**ASSIGNMENT**
The expected output is the complete listing, unchanged.

──────── DATA SUPPLIED

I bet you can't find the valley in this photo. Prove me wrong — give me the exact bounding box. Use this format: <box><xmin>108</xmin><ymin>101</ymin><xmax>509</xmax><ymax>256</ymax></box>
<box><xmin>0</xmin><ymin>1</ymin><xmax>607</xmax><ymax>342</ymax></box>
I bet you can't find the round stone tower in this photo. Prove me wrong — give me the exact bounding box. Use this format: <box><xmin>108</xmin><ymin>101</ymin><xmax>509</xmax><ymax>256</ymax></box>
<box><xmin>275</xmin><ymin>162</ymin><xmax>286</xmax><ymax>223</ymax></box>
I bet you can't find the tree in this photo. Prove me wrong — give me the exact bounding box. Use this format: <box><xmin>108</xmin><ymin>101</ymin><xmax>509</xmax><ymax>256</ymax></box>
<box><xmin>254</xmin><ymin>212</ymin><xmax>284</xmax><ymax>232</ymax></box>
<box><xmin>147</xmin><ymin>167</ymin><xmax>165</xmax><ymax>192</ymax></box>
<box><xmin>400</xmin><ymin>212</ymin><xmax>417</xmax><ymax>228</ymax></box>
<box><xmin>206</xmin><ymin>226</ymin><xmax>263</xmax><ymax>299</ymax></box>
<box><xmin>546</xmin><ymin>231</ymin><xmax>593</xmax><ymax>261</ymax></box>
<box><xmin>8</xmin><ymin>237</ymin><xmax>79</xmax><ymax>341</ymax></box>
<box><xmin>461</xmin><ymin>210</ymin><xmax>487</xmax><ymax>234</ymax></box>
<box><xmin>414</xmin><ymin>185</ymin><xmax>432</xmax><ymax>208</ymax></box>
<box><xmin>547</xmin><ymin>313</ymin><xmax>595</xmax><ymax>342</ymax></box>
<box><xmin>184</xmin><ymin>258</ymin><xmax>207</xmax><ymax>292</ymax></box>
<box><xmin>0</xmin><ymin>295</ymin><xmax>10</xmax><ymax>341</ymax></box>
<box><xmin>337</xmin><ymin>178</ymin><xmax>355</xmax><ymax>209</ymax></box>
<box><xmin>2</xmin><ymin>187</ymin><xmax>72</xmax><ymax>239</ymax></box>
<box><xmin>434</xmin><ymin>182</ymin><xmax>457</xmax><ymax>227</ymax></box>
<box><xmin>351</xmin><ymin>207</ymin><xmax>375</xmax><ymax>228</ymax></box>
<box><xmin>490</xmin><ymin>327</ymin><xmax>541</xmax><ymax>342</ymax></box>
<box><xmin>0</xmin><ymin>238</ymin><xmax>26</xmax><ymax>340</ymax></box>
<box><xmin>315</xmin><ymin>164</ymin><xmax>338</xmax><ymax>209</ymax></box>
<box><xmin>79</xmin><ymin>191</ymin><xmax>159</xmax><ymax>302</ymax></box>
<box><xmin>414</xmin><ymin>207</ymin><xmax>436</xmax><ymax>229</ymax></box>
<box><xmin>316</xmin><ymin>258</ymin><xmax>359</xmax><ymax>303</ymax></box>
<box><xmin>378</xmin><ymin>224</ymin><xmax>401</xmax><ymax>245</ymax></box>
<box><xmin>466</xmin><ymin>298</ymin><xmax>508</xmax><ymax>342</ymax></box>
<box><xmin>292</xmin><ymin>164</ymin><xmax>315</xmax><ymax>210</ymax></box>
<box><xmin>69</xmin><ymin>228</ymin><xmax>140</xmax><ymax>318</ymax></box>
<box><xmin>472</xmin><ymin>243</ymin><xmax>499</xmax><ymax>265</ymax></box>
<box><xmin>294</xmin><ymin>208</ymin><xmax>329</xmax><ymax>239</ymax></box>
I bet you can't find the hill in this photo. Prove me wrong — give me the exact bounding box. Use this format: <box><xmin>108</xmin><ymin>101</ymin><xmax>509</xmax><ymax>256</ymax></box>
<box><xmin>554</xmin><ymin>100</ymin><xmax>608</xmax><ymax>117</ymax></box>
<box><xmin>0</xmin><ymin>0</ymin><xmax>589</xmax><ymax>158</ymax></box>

────────────────

**TASK SOLUTION**
I bet you can't find the valley in this photo. Prove me wrong — give me the exact bounding box. Use this format: <box><xmin>108</xmin><ymin>101</ymin><xmax>509</xmax><ymax>256</ymax></box>
<box><xmin>0</xmin><ymin>1</ymin><xmax>607</xmax><ymax>342</ymax></box>
I bet you can't find the round stone tower in this photo. Prove me wrong — give me the exact bounding box. Use this format: <box><xmin>108</xmin><ymin>101</ymin><xmax>509</xmax><ymax>256</ymax></box>
<box><xmin>275</xmin><ymin>162</ymin><xmax>286</xmax><ymax>223</ymax></box>
I bet you can't find the tree in this photo. Prove me wrong — give me the exact bounding box. Use this format: <box><xmin>108</xmin><ymin>101</ymin><xmax>509</xmax><ymax>256</ymax></box>
<box><xmin>254</xmin><ymin>212</ymin><xmax>284</xmax><ymax>232</ymax></box>
<box><xmin>147</xmin><ymin>167</ymin><xmax>165</xmax><ymax>192</ymax></box>
<box><xmin>400</xmin><ymin>212</ymin><xmax>417</xmax><ymax>228</ymax></box>
<box><xmin>206</xmin><ymin>226</ymin><xmax>263</xmax><ymax>299</ymax></box>
<box><xmin>546</xmin><ymin>231</ymin><xmax>593</xmax><ymax>261</ymax></box>
<box><xmin>8</xmin><ymin>237</ymin><xmax>79</xmax><ymax>341</ymax></box>
<box><xmin>461</xmin><ymin>210</ymin><xmax>487</xmax><ymax>234</ymax></box>
<box><xmin>414</xmin><ymin>185</ymin><xmax>432</xmax><ymax>208</ymax></box>
<box><xmin>547</xmin><ymin>313</ymin><xmax>595</xmax><ymax>342</ymax></box>
<box><xmin>184</xmin><ymin>258</ymin><xmax>207</xmax><ymax>292</ymax></box>
<box><xmin>0</xmin><ymin>295</ymin><xmax>10</xmax><ymax>341</ymax></box>
<box><xmin>337</xmin><ymin>178</ymin><xmax>355</xmax><ymax>209</ymax></box>
<box><xmin>2</xmin><ymin>187</ymin><xmax>72</xmax><ymax>239</ymax></box>
<box><xmin>434</xmin><ymin>182</ymin><xmax>457</xmax><ymax>227</ymax></box>
<box><xmin>351</xmin><ymin>207</ymin><xmax>375</xmax><ymax>228</ymax></box>
<box><xmin>490</xmin><ymin>327</ymin><xmax>541</xmax><ymax>342</ymax></box>
<box><xmin>0</xmin><ymin>238</ymin><xmax>26</xmax><ymax>340</ymax></box>
<box><xmin>315</xmin><ymin>164</ymin><xmax>338</xmax><ymax>209</ymax></box>
<box><xmin>79</xmin><ymin>191</ymin><xmax>159</xmax><ymax>302</ymax></box>
<box><xmin>414</xmin><ymin>207</ymin><xmax>436</xmax><ymax>229</ymax></box>
<box><xmin>316</xmin><ymin>258</ymin><xmax>359</xmax><ymax>303</ymax></box>
<box><xmin>378</xmin><ymin>224</ymin><xmax>401</xmax><ymax>245</ymax></box>
<box><xmin>466</xmin><ymin>298</ymin><xmax>508</xmax><ymax>342</ymax></box>
<box><xmin>292</xmin><ymin>164</ymin><xmax>315</xmax><ymax>210</ymax></box>
<box><xmin>69</xmin><ymin>228</ymin><xmax>140</xmax><ymax>318</ymax></box>
<box><xmin>472</xmin><ymin>243</ymin><xmax>499</xmax><ymax>265</ymax></box>
<box><xmin>294</xmin><ymin>208</ymin><xmax>329</xmax><ymax>239</ymax></box>
I bet you can't find the hill in this photo. Prove me wrong — give me the exact bounding box. Use this format: <box><xmin>108</xmin><ymin>101</ymin><xmax>509</xmax><ymax>256</ymax></box>
<box><xmin>554</xmin><ymin>100</ymin><xmax>608</xmax><ymax>117</ymax></box>
<box><xmin>0</xmin><ymin>0</ymin><xmax>589</xmax><ymax>158</ymax></box>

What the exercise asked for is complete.